- EXERCISE MATERIAL:
──────

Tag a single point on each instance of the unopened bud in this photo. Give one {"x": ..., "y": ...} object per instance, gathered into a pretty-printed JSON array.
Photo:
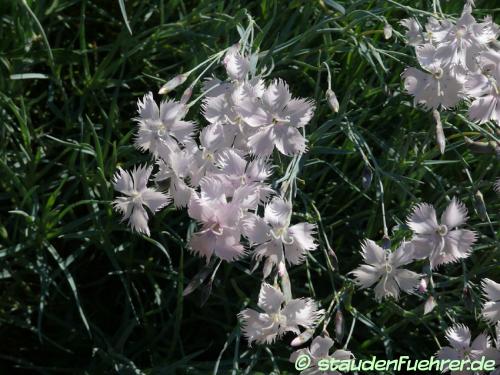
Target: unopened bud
[
  {"x": 302, "y": 338},
  {"x": 387, "y": 31},
  {"x": 332, "y": 100},
  {"x": 339, "y": 326},
  {"x": 480, "y": 205},
  {"x": 173, "y": 83},
  {"x": 187, "y": 94},
  {"x": 366, "y": 178},
  {"x": 429, "y": 305},
  {"x": 441, "y": 140},
  {"x": 422, "y": 286}
]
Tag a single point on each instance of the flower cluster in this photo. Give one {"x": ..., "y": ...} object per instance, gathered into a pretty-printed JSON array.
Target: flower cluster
[
  {"x": 457, "y": 62},
  {"x": 221, "y": 175},
  {"x": 440, "y": 243}
]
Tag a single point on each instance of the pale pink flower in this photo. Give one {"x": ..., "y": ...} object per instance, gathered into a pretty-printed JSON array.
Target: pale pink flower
[
  {"x": 414, "y": 32},
  {"x": 461, "y": 43},
  {"x": 441, "y": 243},
  {"x": 384, "y": 268},
  {"x": 238, "y": 172},
  {"x": 220, "y": 218},
  {"x": 277, "y": 240},
  {"x": 485, "y": 89},
  {"x": 176, "y": 169},
  {"x": 436, "y": 86},
  {"x": 161, "y": 128},
  {"x": 278, "y": 118},
  {"x": 277, "y": 316},
  {"x": 137, "y": 195},
  {"x": 491, "y": 308}
]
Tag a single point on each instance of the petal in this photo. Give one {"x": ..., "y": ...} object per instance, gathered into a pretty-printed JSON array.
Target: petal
[
  {"x": 236, "y": 65},
  {"x": 320, "y": 346},
  {"x": 278, "y": 212},
  {"x": 372, "y": 253},
  {"x": 458, "y": 336},
  {"x": 270, "y": 298},
  {"x": 154, "y": 200},
  {"x": 140, "y": 177},
  {"x": 277, "y": 95},
  {"x": 491, "y": 311},
  {"x": 301, "y": 312},
  {"x": 203, "y": 244},
  {"x": 122, "y": 182},
  {"x": 407, "y": 280},
  {"x": 262, "y": 142},
  {"x": 228, "y": 246},
  {"x": 252, "y": 113},
  {"x": 300, "y": 112},
  {"x": 481, "y": 342},
  {"x": 387, "y": 287},
  {"x": 423, "y": 219},
  {"x": 288, "y": 140},
  {"x": 231, "y": 163},
  {"x": 138, "y": 220},
  {"x": 255, "y": 229},
  {"x": 148, "y": 109},
  {"x": 403, "y": 255},
  {"x": 258, "y": 327},
  {"x": 454, "y": 215},
  {"x": 366, "y": 276},
  {"x": 302, "y": 235},
  {"x": 491, "y": 289}
]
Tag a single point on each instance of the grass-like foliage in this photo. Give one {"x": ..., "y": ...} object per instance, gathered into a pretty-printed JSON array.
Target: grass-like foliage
[{"x": 82, "y": 293}]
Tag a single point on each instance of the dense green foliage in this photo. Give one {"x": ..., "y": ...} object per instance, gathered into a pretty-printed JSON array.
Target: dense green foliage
[{"x": 79, "y": 292}]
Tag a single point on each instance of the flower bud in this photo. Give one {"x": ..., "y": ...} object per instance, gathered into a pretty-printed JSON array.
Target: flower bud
[
  {"x": 332, "y": 100},
  {"x": 429, "y": 305},
  {"x": 422, "y": 286},
  {"x": 387, "y": 31},
  {"x": 339, "y": 326},
  {"x": 302, "y": 338},
  {"x": 441, "y": 140},
  {"x": 173, "y": 83}
]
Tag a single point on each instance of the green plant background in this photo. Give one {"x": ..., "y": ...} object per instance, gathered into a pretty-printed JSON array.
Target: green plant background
[{"x": 80, "y": 293}]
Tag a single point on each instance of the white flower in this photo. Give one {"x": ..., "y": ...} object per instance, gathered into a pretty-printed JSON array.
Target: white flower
[
  {"x": 435, "y": 87},
  {"x": 137, "y": 195},
  {"x": 278, "y": 118},
  {"x": 220, "y": 219},
  {"x": 384, "y": 267},
  {"x": 277, "y": 317},
  {"x": 213, "y": 140},
  {"x": 278, "y": 240},
  {"x": 461, "y": 347},
  {"x": 414, "y": 33},
  {"x": 387, "y": 31},
  {"x": 333, "y": 102},
  {"x": 491, "y": 308},
  {"x": 319, "y": 349},
  {"x": 440, "y": 242},
  {"x": 237, "y": 66},
  {"x": 460, "y": 44},
  {"x": 161, "y": 128},
  {"x": 176, "y": 169},
  {"x": 237, "y": 172},
  {"x": 485, "y": 89}
]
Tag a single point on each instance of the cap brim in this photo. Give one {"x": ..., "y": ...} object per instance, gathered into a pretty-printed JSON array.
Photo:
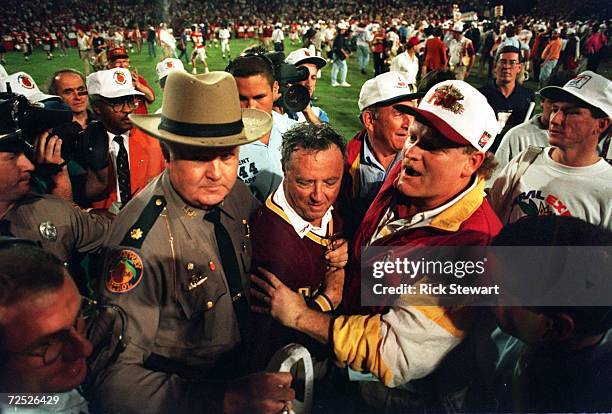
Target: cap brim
[
  {"x": 430, "y": 119},
  {"x": 557, "y": 93},
  {"x": 256, "y": 124},
  {"x": 391, "y": 101},
  {"x": 119, "y": 94},
  {"x": 315, "y": 60}
]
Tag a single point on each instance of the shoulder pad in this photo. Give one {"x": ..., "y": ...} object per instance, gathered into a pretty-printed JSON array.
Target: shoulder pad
[{"x": 136, "y": 234}]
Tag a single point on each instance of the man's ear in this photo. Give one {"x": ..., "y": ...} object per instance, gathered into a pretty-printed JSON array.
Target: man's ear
[
  {"x": 473, "y": 162},
  {"x": 560, "y": 327},
  {"x": 603, "y": 124},
  {"x": 367, "y": 118}
]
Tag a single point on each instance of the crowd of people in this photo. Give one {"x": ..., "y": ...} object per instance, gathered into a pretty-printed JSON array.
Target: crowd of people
[{"x": 157, "y": 262}]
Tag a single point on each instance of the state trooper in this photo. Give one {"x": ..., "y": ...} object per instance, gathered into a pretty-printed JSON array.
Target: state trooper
[
  {"x": 177, "y": 260},
  {"x": 59, "y": 226}
]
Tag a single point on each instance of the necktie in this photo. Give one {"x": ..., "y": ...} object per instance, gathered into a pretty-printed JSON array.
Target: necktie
[
  {"x": 231, "y": 270},
  {"x": 123, "y": 171},
  {"x": 5, "y": 228}
]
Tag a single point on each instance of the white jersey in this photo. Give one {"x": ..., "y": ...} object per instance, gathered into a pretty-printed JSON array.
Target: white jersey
[
  {"x": 548, "y": 187},
  {"x": 260, "y": 164},
  {"x": 224, "y": 34},
  {"x": 519, "y": 138}
]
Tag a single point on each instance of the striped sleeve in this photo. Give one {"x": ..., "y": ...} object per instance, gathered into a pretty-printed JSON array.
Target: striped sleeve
[{"x": 406, "y": 343}]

──────

Your copy should match the entries exactly, minus the pictures.

- CORRECT OUTPUT:
Tag a single point on each instance of the unopened bud in this photo. Give one {"x": ..., "y": ...} object per instance, gathered into a pretty-printed JSON array.
Photo:
Target: unopened bud
[
  {"x": 302, "y": 338},
  {"x": 387, "y": 31},
  {"x": 332, "y": 100},
  {"x": 339, "y": 326},
  {"x": 480, "y": 205},
  {"x": 173, "y": 83},
  {"x": 187, "y": 94},
  {"x": 366, "y": 178},
  {"x": 429, "y": 305},
  {"x": 441, "y": 140},
  {"x": 422, "y": 286}
]
Tag a single point on each instance of the flower cluster in this photo. Give one {"x": ..., "y": ...} object per instance, gathered into a pretty-printed JSON array.
Target: flower cluster
[
  {"x": 457, "y": 62},
  {"x": 221, "y": 175},
  {"x": 440, "y": 243}
]
Tag a single point on each instance of the pale pink flower in this photo. Give one {"x": ..., "y": ...} object per instance, gathered into a pretty-printed JSON array.
Target: pale pink flower
[
  {"x": 414, "y": 32},
  {"x": 461, "y": 43},
  {"x": 441, "y": 243},
  {"x": 384, "y": 268},
  {"x": 238, "y": 172},
  {"x": 220, "y": 218},
  {"x": 277, "y": 240},
  {"x": 485, "y": 89},
  {"x": 176, "y": 169},
  {"x": 436, "y": 86},
  {"x": 161, "y": 128},
  {"x": 278, "y": 118},
  {"x": 277, "y": 316},
  {"x": 137, "y": 195},
  {"x": 491, "y": 308}
]
Tag a single point on each instance of the petal in this photo. Give one {"x": ..., "y": ...} object per instance, gathered into a pretty-printed JSON array.
Target: petal
[
  {"x": 236, "y": 65},
  {"x": 320, "y": 346},
  {"x": 278, "y": 212},
  {"x": 372, "y": 253},
  {"x": 458, "y": 336},
  {"x": 270, "y": 298},
  {"x": 154, "y": 200},
  {"x": 140, "y": 177},
  {"x": 277, "y": 95},
  {"x": 491, "y": 311},
  {"x": 301, "y": 312},
  {"x": 203, "y": 244},
  {"x": 122, "y": 182},
  {"x": 407, "y": 280},
  {"x": 262, "y": 142},
  {"x": 228, "y": 246},
  {"x": 252, "y": 113},
  {"x": 300, "y": 112},
  {"x": 481, "y": 342},
  {"x": 387, "y": 287},
  {"x": 423, "y": 219},
  {"x": 288, "y": 140},
  {"x": 231, "y": 163},
  {"x": 138, "y": 220},
  {"x": 255, "y": 229},
  {"x": 148, "y": 109},
  {"x": 403, "y": 255},
  {"x": 258, "y": 327},
  {"x": 454, "y": 215},
  {"x": 366, "y": 276},
  {"x": 302, "y": 235},
  {"x": 491, "y": 289}
]
Tag a single point on each instance of the grass-like foliage in this photo. Give one {"x": ..., "y": ...} object per instance, gathered into a pretty-printed JSON array.
Target: grass-like foliage
[{"x": 82, "y": 293}]
Tag a single point on each instance of the dense green foliage in this photo. Give one {"x": ..., "y": ...} object per instance, gathered into a pretty-printed JSON array.
Target: dense green foliage
[{"x": 79, "y": 292}]
Tag a single point on each instance of the flower bud in this photo. Give one {"x": ..., "y": ...} object per instance, gathered into a pretty-printed JSON array.
Target: flower bud
[
  {"x": 332, "y": 100},
  {"x": 429, "y": 305},
  {"x": 422, "y": 286},
  {"x": 387, "y": 31},
  {"x": 339, "y": 326},
  {"x": 302, "y": 338},
  {"x": 441, "y": 140},
  {"x": 173, "y": 83}
]
Tag a single point on each instance of the green plant background in this photo. Give one {"x": ..., "y": ...} object per instance, gathered into a pretty-printed JSON array.
Target: green plant background
[{"x": 80, "y": 293}]
Tag a single point on each instance of the white flower in this photo. Give one {"x": ..., "y": ...} object per instance, gathered into a pretty-printed JSON array.
Target: white flower
[
  {"x": 435, "y": 87},
  {"x": 137, "y": 195},
  {"x": 278, "y": 118},
  {"x": 220, "y": 219},
  {"x": 384, "y": 267},
  {"x": 277, "y": 317},
  {"x": 213, "y": 140},
  {"x": 278, "y": 240},
  {"x": 461, "y": 347},
  {"x": 414, "y": 33},
  {"x": 387, "y": 31},
  {"x": 333, "y": 102},
  {"x": 491, "y": 308},
  {"x": 319, "y": 349},
  {"x": 440, "y": 242},
  {"x": 237, "y": 66},
  {"x": 460, "y": 44},
  {"x": 161, "y": 128},
  {"x": 176, "y": 169},
  {"x": 237, "y": 172},
  {"x": 485, "y": 89}
]
Tag a single point on each instance of the cap brim in this photo. Give one {"x": ..., "y": ...} object per instance, gathered into a pretty-printed JSON array.
Photo:
Target: cap brim
[
  {"x": 430, "y": 119},
  {"x": 557, "y": 93},
  {"x": 256, "y": 124},
  {"x": 391, "y": 101},
  {"x": 119, "y": 94},
  {"x": 315, "y": 60}
]
Tag a single point on each instance of the shoulder pad in this photo. Give one {"x": ..., "y": ...} object per instance, gathered into a pretty-printed JSON array.
Target: shoulder pad
[{"x": 136, "y": 234}]
Tag a single point on each instance of the man's ear in this photo. Give one {"x": ..., "y": ...} object per instance, gathered into a pretty-printed JSON array.
Target: man's ear
[
  {"x": 473, "y": 162},
  {"x": 560, "y": 327},
  {"x": 603, "y": 124},
  {"x": 367, "y": 118}
]
Tag a single point on each instance of the crowd of people in this photo. Give one {"x": ..., "y": ...} object per instance, gathered into a pretty-printed JSON array.
Target: crowd of people
[{"x": 157, "y": 262}]
Tag a single point on each instance of the state trooper in this photo. Give one {"x": ..., "y": ...} object per instance, gathered into a pretty-printed JSON array.
Target: state trooper
[
  {"x": 177, "y": 260},
  {"x": 59, "y": 226}
]
Tag a single point on each instance of the necktie in this photo. Give one {"x": ..., "y": ...} object per instance, gathered into a pretty-printed JSON array.
Target: necktie
[
  {"x": 231, "y": 270},
  {"x": 123, "y": 171},
  {"x": 5, "y": 228}
]
Tag a single point on each instance of the white jersey in this photo. Give one {"x": ..., "y": ...} object per instance, gathered into a pretty-printed JSON array.
Target: white jersey
[
  {"x": 548, "y": 187},
  {"x": 260, "y": 164},
  {"x": 224, "y": 34},
  {"x": 519, "y": 138}
]
Tag a single point on each instance of the striped sleeve in this photo. Give one {"x": ..., "y": ...} object per instance, gathered into a pretty-printed JSON array.
Target: striped sleeve
[{"x": 406, "y": 343}]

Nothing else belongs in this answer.